• Enunciado del ejercicio
Reproduce literalmente todas las líneas del material que aparece a continuación, sin incluir ninguna imagen en tu respuesta.

◆ ◆ ◆ ◆ ◆

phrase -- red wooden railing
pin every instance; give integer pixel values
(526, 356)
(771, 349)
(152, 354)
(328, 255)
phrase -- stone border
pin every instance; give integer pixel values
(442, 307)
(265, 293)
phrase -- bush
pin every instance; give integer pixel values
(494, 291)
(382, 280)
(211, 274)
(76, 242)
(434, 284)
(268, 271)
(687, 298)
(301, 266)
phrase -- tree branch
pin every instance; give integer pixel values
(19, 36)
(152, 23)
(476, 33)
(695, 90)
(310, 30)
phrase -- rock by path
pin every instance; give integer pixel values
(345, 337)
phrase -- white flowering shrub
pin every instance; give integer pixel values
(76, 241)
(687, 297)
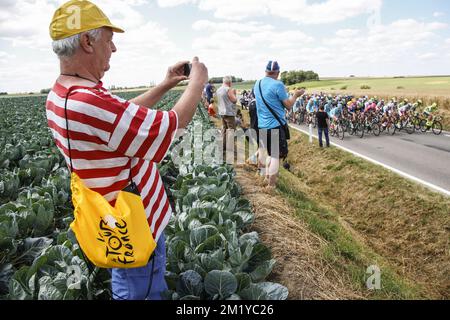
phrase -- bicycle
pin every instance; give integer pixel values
(435, 125)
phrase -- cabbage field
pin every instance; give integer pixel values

◆ ◆ ◆ ◆ ◆

• Solución completa
phrase -- red wooden railing
pin every instance; give integer pixel values
(526, 356)
(771, 349)
(152, 354)
(328, 255)
phrase -- stone border
pin every instance; give integer pixel values
(442, 307)
(265, 293)
phrase -- bush
pin every instance; give integer pixel values
(494, 291)
(382, 280)
(211, 274)
(76, 242)
(434, 284)
(268, 271)
(687, 298)
(301, 266)
phrase -- tree branch
pin every instance; give integer pixel values
(19, 36)
(152, 23)
(476, 33)
(695, 90)
(310, 30)
phrase -- rock by path
pin every instance; give integer pixel values
(345, 337)
phrase -- white flowering shrub
pin every instance; give integer pixel values
(76, 241)
(687, 297)
phrase -- bicycle
pin every instance; give integer pixel values
(435, 125)
phrase -- cabbage field
pin every instance; give integer pixel values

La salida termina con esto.